* **Passage provided**
________________________________________

You heard it here first, folks. Being able to do things you don’t want to do will actually make you happier.

I will now pause to let our inner toddlers wrestle with that idea.

Because when you are unwilling or unable to do so, life becomes very limited and sad. So much of the world is denied you. All you are left with is that which you happen to feel like doing at any moment.

And that means that whatever that happens to be is all you are allowed to want, too. You can’t afford to want any of the vast number things that you can only get via doing things you do not want to do.

So you might as well make peace with getting very little out of life, and hardly ever getting what you want, and living a sad pathetic life.

But hey, at least you proved that nobody can make you do things!

That makes it all worth it, right?

Oh, and feel free to blog about how outrageously unfair it is for the universe to required you to do things in order to get stuff.

Clearly, if the world was fair, you would always get everything you want without ever having to do anything you don’t feel like doing to earn it.

In fact, you shouldn’t ever have to earn anything. Earning is too much like work. Everything you want should just come to you without having to do anything difficult or scary or even just mildly unpleasant due to you inherent luminescent specialness and anyone or anyhthing that suggests otherwise is just plain mean.

________________________________________

* **Directive**
Retype the passage above about doing things you don't want to do, from "So you might" to "you do things!".

________________________________________

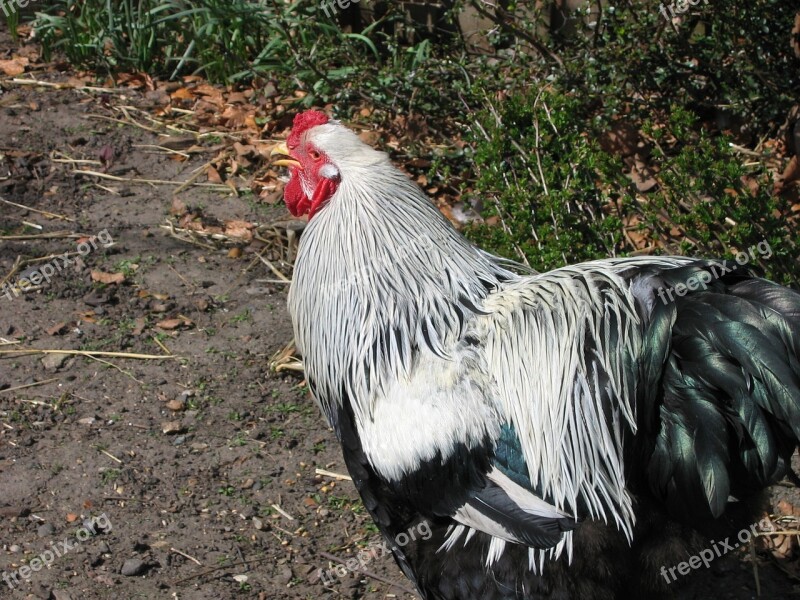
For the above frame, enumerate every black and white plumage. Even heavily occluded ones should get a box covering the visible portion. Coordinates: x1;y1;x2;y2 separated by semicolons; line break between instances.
276;111;800;599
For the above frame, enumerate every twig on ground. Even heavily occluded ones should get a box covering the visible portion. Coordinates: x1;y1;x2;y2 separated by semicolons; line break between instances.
0;198;75;223
0;377;60;394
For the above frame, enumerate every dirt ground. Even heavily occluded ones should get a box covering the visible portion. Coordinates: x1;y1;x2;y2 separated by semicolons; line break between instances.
0;29;798;600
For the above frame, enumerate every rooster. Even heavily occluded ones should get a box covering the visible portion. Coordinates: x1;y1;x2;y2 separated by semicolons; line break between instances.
273;111;800;600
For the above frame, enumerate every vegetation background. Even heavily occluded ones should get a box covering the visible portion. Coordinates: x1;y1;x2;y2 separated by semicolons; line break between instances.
7;0;800;283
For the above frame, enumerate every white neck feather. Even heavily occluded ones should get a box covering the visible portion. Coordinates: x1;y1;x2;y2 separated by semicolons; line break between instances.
289;155;516;426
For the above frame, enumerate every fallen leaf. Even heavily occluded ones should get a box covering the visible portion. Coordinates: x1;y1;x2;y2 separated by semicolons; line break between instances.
47;323;67;335
92;270;125;283
206;167;222;183
0;56;30;77
156;317;193;331
161;421;183;435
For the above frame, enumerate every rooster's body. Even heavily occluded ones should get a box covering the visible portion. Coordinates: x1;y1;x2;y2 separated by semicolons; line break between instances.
272;112;800;599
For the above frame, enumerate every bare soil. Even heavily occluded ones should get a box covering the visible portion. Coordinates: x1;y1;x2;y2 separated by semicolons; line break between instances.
0;30;798;600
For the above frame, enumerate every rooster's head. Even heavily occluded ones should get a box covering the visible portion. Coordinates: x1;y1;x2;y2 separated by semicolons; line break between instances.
272;110;382;219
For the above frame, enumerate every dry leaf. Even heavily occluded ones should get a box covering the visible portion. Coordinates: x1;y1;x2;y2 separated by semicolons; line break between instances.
156;317;193;331
0;56;30;77
47;323;67;335
206;167;222;183
92;270;125;283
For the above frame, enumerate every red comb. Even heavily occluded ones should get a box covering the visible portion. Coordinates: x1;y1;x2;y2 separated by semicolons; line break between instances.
286;110;328;148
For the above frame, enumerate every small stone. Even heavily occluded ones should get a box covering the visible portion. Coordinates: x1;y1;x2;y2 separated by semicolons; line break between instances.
161;421;183;435
278;567;294;584
120;558;147;577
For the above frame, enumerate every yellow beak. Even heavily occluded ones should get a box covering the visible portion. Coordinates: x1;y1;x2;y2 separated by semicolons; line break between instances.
269;142;302;169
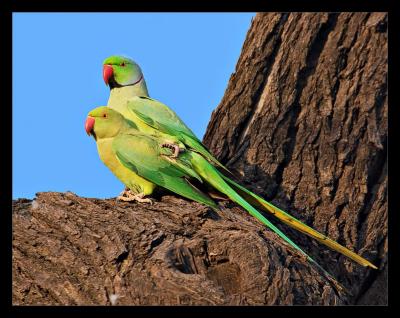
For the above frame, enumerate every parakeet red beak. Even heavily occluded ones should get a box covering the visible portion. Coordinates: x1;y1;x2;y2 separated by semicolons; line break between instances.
85;117;95;136
103;64;113;85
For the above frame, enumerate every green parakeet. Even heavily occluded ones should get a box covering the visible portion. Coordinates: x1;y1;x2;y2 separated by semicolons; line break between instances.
103;56;227;170
85;106;376;284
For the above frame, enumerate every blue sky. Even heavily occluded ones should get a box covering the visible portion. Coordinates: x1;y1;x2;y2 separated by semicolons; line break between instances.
12;13;255;198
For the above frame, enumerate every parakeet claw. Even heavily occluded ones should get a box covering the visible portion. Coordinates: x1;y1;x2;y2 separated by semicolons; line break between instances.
161;142;185;158
117;188;154;204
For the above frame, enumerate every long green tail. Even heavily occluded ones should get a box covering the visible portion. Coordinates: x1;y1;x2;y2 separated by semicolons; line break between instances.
219;173;377;269
192;153;345;290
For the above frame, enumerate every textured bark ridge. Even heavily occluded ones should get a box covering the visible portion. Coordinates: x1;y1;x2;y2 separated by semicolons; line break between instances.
13;192;346;305
204;13;387;304
13;13;387;305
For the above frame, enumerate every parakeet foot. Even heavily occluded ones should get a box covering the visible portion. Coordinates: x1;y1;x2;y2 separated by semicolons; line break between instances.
161;142;185;158
117;189;153;204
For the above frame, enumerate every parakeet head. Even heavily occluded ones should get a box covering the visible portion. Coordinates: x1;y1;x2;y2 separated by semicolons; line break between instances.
85;106;124;140
103;55;143;89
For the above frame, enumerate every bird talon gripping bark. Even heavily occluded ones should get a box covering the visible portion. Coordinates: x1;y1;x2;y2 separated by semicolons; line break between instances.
117;189;154;205
161;142;185;158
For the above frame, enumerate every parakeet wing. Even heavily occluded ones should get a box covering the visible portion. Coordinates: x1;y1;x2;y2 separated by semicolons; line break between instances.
127;96;229;172
112;133;217;208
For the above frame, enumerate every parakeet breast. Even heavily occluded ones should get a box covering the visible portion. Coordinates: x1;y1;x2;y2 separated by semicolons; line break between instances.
97;138;156;195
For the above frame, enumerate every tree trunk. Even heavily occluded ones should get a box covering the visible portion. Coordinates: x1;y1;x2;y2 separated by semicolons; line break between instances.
204;13;387;304
13;13;387;305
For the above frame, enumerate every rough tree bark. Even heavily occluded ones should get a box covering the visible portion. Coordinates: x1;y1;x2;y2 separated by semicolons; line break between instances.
13;13;387;305
204;13;387;304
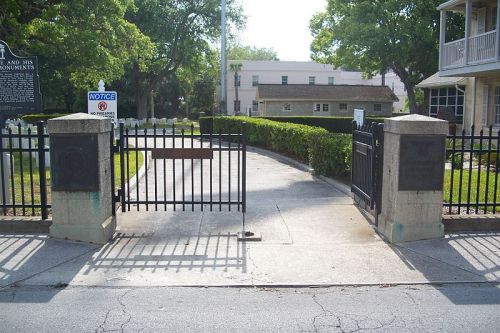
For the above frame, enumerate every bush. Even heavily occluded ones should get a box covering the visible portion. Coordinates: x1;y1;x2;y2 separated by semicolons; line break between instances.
310;133;352;176
198;117;214;134
451;153;464;170
481;152;500;171
207;117;351;176
21;113;68;125
260;116;385;134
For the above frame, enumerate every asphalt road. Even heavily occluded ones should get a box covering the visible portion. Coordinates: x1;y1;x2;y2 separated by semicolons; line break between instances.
0;284;500;332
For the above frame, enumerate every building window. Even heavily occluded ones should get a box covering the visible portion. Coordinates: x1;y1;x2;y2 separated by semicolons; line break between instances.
252;75;259;87
429;87;465;124
252;101;259;112
495;87;500;125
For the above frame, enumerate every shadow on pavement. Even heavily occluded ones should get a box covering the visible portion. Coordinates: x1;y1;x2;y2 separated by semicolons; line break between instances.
391;232;500;304
83;233;247;274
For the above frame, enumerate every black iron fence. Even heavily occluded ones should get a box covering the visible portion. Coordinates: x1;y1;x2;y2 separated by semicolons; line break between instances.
117;124;246;213
351;122;384;221
0;122;51;219
443;126;500;214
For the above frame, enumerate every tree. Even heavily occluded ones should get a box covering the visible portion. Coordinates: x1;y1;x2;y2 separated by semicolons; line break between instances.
310;0;462;113
126;0;241;118
229;63;243;112
227;44;279;61
0;0;152;111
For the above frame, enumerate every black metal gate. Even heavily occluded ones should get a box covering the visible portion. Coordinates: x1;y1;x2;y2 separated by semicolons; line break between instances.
351;122;384;224
112;124;247;213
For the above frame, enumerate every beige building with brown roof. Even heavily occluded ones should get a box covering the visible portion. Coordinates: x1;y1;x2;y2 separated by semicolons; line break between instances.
256;84;398;117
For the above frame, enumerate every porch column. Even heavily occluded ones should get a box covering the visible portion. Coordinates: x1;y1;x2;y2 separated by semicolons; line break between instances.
496;0;500;59
439;10;448;70
378;115;448;243
464;0;472;65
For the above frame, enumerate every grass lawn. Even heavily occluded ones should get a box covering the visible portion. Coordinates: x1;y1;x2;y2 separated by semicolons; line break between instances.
444;170;500;210
5;151;144;215
115;151;144;184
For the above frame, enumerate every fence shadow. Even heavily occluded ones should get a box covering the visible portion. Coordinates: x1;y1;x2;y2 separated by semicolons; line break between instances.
391;232;500;305
83;233;247;275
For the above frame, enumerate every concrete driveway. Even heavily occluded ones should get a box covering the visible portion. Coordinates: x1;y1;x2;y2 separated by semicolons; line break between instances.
0;148;500;286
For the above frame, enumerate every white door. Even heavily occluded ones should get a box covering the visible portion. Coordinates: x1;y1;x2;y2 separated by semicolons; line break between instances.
481;85;489;126
476;7;486;35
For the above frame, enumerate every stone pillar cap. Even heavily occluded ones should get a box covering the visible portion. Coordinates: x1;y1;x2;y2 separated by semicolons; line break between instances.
48;113;113;134
384;114;448;135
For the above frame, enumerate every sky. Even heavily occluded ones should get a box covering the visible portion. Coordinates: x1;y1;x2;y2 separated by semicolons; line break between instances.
237;0;326;61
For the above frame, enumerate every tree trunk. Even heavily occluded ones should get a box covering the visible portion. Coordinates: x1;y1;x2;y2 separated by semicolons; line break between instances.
135;89;148;119
149;90;155;118
404;82;419;114
234;71;241;116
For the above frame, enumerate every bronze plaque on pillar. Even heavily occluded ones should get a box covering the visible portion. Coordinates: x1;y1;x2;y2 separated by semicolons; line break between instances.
398;135;446;191
50;134;99;192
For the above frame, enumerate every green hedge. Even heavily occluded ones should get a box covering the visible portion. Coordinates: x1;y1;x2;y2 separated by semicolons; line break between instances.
259;116;385;134
207;117;352;176
198;117;214;133
21;113;68;125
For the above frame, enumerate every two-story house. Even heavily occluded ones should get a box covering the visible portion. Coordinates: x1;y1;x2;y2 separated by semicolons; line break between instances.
430;0;500;131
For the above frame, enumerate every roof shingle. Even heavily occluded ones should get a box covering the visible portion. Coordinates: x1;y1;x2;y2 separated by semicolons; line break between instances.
257;84;399;102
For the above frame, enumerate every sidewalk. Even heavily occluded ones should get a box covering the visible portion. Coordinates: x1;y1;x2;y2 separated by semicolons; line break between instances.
0;149;500;287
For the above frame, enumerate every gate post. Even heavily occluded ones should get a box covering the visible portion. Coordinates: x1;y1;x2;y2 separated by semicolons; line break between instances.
48;113;116;244
378;115;448;243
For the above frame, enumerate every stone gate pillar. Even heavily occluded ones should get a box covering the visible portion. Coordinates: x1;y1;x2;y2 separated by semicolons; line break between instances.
48;113;116;244
378;115;448;243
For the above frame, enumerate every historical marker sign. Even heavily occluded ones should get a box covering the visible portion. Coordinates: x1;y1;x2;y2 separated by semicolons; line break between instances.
0;40;42;115
398;134;446;191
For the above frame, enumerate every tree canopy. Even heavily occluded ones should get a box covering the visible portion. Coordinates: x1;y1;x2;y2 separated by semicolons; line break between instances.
227;44;279;60
310;0;462;113
0;0;242;118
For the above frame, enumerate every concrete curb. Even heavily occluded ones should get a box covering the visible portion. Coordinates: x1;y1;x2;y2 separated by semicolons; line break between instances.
0;216;52;234
247;146;353;198
443;215;500;233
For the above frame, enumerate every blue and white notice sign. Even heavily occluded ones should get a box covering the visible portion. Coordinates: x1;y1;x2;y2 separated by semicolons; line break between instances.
87;83;118;123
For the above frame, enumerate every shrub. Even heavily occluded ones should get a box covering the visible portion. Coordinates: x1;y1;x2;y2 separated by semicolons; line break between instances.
207;117;352;176
451;153;464;170
310;133;352;176
261;116;385;134
198;117;213;134
481;152;500;171
21;113;68;125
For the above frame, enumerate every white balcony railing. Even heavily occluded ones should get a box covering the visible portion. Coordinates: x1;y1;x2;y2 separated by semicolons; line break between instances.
441;38;465;69
468;30;497;64
441;30;497;69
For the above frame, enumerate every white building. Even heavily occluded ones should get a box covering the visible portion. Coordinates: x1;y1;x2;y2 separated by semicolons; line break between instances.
434;0;500;133
227;60;406;115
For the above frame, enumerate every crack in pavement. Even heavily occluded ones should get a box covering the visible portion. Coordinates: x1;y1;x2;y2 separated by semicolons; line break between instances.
95;289;133;333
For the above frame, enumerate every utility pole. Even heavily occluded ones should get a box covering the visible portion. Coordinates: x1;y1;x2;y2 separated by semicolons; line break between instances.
220;0;227;114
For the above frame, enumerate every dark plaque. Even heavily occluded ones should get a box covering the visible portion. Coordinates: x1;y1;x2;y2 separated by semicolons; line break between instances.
151;148;214;160
50;134;99;192
0;40;42;116
398;135;446;191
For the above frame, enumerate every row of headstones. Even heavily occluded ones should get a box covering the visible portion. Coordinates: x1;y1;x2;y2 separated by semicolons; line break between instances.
118;118;189;128
2;119;50;166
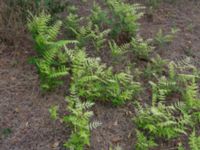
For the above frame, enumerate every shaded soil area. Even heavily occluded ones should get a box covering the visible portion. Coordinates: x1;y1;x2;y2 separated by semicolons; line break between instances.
0;0;200;150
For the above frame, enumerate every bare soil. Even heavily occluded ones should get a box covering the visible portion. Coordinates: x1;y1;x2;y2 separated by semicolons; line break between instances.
0;0;200;150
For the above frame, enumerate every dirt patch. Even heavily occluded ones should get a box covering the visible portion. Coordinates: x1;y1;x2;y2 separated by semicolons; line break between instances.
0;0;200;150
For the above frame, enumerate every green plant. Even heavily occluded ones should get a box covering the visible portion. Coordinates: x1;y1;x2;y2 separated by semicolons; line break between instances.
28;13;76;90
189;131;200;150
65;13;83;38
67;50;140;105
150;76;177;106
130;37;153;59
63;95;94;150
178;143;185;150
49;94;101;150
134;103;190;139
109;40;129;58
49;106;58;120
146;0;162;8
135;130;157;150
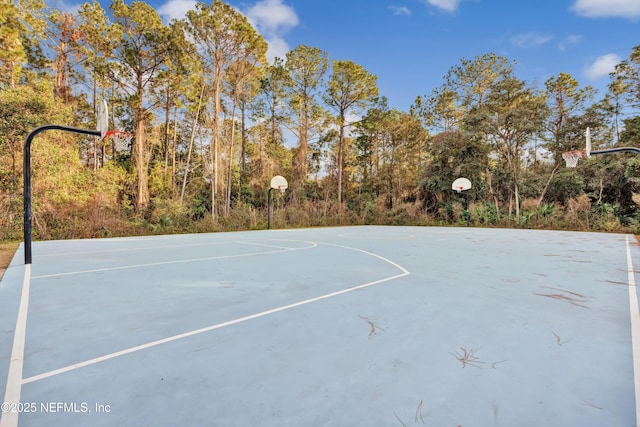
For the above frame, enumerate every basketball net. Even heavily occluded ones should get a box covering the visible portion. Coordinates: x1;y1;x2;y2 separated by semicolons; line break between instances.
562;150;587;168
105;130;133;151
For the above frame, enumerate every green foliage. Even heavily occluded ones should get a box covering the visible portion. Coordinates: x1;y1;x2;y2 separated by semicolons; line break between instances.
0;5;640;239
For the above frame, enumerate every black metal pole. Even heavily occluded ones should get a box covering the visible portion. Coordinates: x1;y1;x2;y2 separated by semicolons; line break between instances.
267;188;273;230
465;190;471;227
22;125;102;264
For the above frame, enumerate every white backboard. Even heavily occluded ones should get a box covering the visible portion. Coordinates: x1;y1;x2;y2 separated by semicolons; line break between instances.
451;177;471;191
271;175;289;191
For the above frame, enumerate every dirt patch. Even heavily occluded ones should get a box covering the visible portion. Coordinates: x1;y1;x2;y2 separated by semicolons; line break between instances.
0;242;19;279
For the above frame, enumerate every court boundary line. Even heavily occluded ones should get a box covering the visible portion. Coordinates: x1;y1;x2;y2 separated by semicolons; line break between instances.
0;264;31;427
38;239;308;258
32;240;318;279
22;242;411;386
626;235;640;426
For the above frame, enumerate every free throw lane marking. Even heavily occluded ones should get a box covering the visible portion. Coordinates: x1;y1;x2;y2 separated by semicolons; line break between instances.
22;245;411;386
627;236;640;426
33;242;317;279
0;264;31;427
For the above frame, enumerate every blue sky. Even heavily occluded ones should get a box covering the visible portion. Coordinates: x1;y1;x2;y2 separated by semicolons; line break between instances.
61;0;640;111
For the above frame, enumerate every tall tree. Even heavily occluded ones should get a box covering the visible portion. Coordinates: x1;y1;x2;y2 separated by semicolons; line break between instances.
0;0;27;88
286;45;329;202
187;0;266;219
544;73;593;163
467;76;547;221
108;0;167;211
324;61;378;203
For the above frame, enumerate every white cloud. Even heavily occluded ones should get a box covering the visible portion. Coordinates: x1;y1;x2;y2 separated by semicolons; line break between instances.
571;0;640;19
245;0;299;62
558;34;582;52
584;53;622;80
267;36;291;64
422;0;462;13
246;0;299;34
511;31;553;48
158;0;196;21
389;6;411;16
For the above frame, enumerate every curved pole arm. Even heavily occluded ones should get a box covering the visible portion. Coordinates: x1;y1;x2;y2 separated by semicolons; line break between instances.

________________________________________

* **Exercise solution**
So you might as well make peace with getting very little out of life, and hardly ever getting what you want, and living a sad pathetic life.

But hey, at least you proved that nobody can make you do things!